BEGIN RECORDS PROVIDED

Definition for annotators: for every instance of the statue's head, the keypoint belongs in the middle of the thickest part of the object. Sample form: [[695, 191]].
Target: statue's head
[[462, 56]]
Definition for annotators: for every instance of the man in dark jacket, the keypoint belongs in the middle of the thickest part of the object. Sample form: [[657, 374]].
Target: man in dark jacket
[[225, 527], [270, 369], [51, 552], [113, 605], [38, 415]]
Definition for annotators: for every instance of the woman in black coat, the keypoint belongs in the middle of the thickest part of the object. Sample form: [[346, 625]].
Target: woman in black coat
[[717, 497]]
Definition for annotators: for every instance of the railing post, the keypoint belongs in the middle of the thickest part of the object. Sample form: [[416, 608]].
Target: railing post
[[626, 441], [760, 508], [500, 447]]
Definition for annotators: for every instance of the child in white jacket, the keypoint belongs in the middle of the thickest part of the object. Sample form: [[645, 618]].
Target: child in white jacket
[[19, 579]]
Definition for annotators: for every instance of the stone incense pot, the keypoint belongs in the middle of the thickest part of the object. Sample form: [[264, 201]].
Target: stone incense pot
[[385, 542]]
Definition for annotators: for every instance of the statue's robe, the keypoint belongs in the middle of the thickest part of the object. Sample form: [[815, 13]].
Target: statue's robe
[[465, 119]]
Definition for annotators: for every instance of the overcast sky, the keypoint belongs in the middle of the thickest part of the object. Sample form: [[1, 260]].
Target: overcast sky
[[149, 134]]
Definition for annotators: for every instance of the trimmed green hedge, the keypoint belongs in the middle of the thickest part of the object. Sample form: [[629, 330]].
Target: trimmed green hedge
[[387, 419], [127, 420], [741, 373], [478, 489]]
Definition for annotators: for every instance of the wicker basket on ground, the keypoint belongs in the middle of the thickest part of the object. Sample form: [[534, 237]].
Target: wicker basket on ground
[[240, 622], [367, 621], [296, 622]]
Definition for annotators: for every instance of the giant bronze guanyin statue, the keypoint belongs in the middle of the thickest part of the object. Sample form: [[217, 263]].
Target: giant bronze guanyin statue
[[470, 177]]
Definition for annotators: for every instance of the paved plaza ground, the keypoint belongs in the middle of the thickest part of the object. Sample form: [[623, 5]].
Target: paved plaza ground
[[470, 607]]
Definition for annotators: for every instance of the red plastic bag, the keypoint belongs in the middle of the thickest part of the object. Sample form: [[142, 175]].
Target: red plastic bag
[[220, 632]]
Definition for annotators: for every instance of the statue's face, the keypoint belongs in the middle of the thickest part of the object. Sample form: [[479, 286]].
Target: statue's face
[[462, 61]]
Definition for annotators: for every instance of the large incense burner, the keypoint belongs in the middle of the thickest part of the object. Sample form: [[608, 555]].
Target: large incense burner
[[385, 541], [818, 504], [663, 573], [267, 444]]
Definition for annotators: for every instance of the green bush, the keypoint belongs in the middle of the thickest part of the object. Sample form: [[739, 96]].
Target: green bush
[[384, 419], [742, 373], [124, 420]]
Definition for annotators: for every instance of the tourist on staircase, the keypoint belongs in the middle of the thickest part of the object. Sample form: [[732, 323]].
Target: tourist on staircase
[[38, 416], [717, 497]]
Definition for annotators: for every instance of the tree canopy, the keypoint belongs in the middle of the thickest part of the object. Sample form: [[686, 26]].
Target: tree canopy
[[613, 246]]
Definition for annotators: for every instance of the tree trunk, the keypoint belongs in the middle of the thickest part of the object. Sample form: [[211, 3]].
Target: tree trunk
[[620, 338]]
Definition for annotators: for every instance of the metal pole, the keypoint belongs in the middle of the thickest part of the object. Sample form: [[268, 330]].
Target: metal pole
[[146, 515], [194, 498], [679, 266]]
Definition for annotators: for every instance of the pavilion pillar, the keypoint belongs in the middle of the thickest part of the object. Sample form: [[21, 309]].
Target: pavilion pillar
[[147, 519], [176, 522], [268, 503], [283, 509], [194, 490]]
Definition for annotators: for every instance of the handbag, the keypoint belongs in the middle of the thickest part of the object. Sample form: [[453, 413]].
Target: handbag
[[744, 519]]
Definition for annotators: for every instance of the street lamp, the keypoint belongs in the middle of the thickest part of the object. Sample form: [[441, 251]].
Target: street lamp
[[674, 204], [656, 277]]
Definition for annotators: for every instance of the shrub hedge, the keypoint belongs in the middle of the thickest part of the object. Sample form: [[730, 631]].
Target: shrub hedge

END RECORDS PROVIDED

WHAT YOU WILL DO
Copy out each record, keeping every word as it is.

RESULT OF THE EXERCISE
Definition for annotators: for every instance of the statue's head, the keypoint belongs in the middle of the thickest part of the object. Sample form: [[695, 191]].
Target: statue's head
[[462, 56]]
Definition for annotators: for every instance of the man in dark jacket, the keypoint belongs in the middle of the thickest part of the object. Sample form: [[657, 374]].
Target: man in dark jacket
[[225, 527], [270, 369], [51, 552], [113, 605], [38, 415]]
Definition for annotators: for every instance of the woman in black coat, the keypoint belongs in the middle of the thickest part of the object. Sample form: [[346, 625]].
Target: woman in black coat
[[717, 497]]
Definition for annotators: for every instance of the railing post, the keypoint belongs in the middle of the thickest part of the object. Sample form: [[416, 608]].
Target: railing post
[[626, 441], [760, 508], [500, 447]]
Definition for annotators: for every instance of the child in white jacket, the keypoint belongs in the middle of the thickest part of the object. Sample form: [[645, 618]].
Target: child in white jacket
[[19, 579]]
Definition for annotators: for every instance of the stone incense pot, the keypoint belongs in the middle of the thickest part of the object. Sample form: [[264, 201]].
Target: stone incense pot
[[385, 542]]
Definition for annotators: for every instance of the statue's robe, the keypoint belongs in the middle of the thickest part of the object. Sample form: [[815, 13]].
Target: statue's robe
[[465, 119]]
Definition for annotators: for every instance of the overcast sky, the keypoint belongs in the middle of the thickest part of the object. Sample form: [[1, 260]].
Target: overcast sky
[[149, 134]]
Definition for annotators: for every instance of the trimmed green hedge, the keypoint belongs in the middle of the thickest part of the object. Sample form: [[629, 330]].
Target: trimmed green hedge
[[387, 419], [127, 420], [741, 373], [478, 489]]
Definition for annotators: for every instance of the wicker basket on ground, the keypoint belongs in the middle of the thickest part of the object. Sample form: [[534, 237]].
Target: wicker basket on ground
[[240, 622], [367, 621], [296, 622]]
Definition for annotators: for every instance of the giant bronze guanyin statue, the keypoint belongs in the middle of the thickest part of the object. Sample form: [[217, 263]].
Target: giant bronze guanyin statue
[[470, 177]]
Definition for annotators: for every instance of the paved plaza ground, the keypoint belongs in the middle of the thickest part of the object. Sample form: [[623, 5]].
Target: paved plaza ground
[[470, 607]]
Definition for annotators: for every instance of the red plastic bag, the keypoint belongs in the middle of the thickest part of the object. Sample form: [[142, 175]].
Target: red plastic bag
[[220, 632]]
Definition for annotators: for every instance of the statue's face, the keypoint belongs in the middle of the thickest part of the object. Sample form: [[479, 286]].
Target: statue's face
[[462, 61]]
Definition for annotators: for every instance of the large incense burner, the keypoint belongs in the middle of the thickest part of the object. Sample form: [[608, 555]].
Target: large incense burner
[[385, 541], [818, 504], [663, 573], [267, 444]]
Definition for annotators: for every instance of the green bush, the keypoint belongs in the middle of the thickest part of the object. Sample form: [[739, 96]].
Target: green bush
[[384, 419], [742, 373], [124, 420]]
Definition for annotators: for every instance of the tourist on staircase, the keypoint belongs in the middle of the thickest part of the object. Sample form: [[732, 323]].
Target: tourist on staircase
[[38, 416], [717, 497]]
Definition for annotators: for every instance of the tree canopy, the keypoint belongs in the middle of the thickest part of the object. Sample form: [[686, 26]].
Target: tree canopy
[[613, 246]]
Definition for annotators: for every instance of the tree trunk, the keypoint belongs in the middle of the thickest part of the object. Sample form: [[211, 3]].
Target: tree trunk
[[620, 338]]
Definition for annotators: for every instance of the metal pole, the keypoint belongs in the middle of the thickest part of the object. Sample form: [[268, 330]].
Target: metal pole
[[146, 515], [194, 498], [679, 266]]
Definition for annotators: for every instance of the pavilion pillar, the keypoint belongs in the middle of the thickest part of the object. Sample form: [[21, 309]].
Target: pavilion pillar
[[147, 519], [176, 522], [268, 503], [283, 509], [194, 490]]
Definition for annotators: for every instance of the handbag, the keypoint belongs in the middle of the thickest part of the object. Sample form: [[453, 413]].
Target: handbag
[[744, 519]]
Definition for annotators: for every instance of the street lamp, the keypoint belongs in the middle of the thickest part of the object. Sample form: [[441, 251]].
Target: street lamp
[[674, 204], [656, 277]]
Definition for annotators: for every instance of the shrub hedge, the keypoint belongs in the middle of the thickest part of the object. Sample form: [[730, 631]].
Target: shrub hedge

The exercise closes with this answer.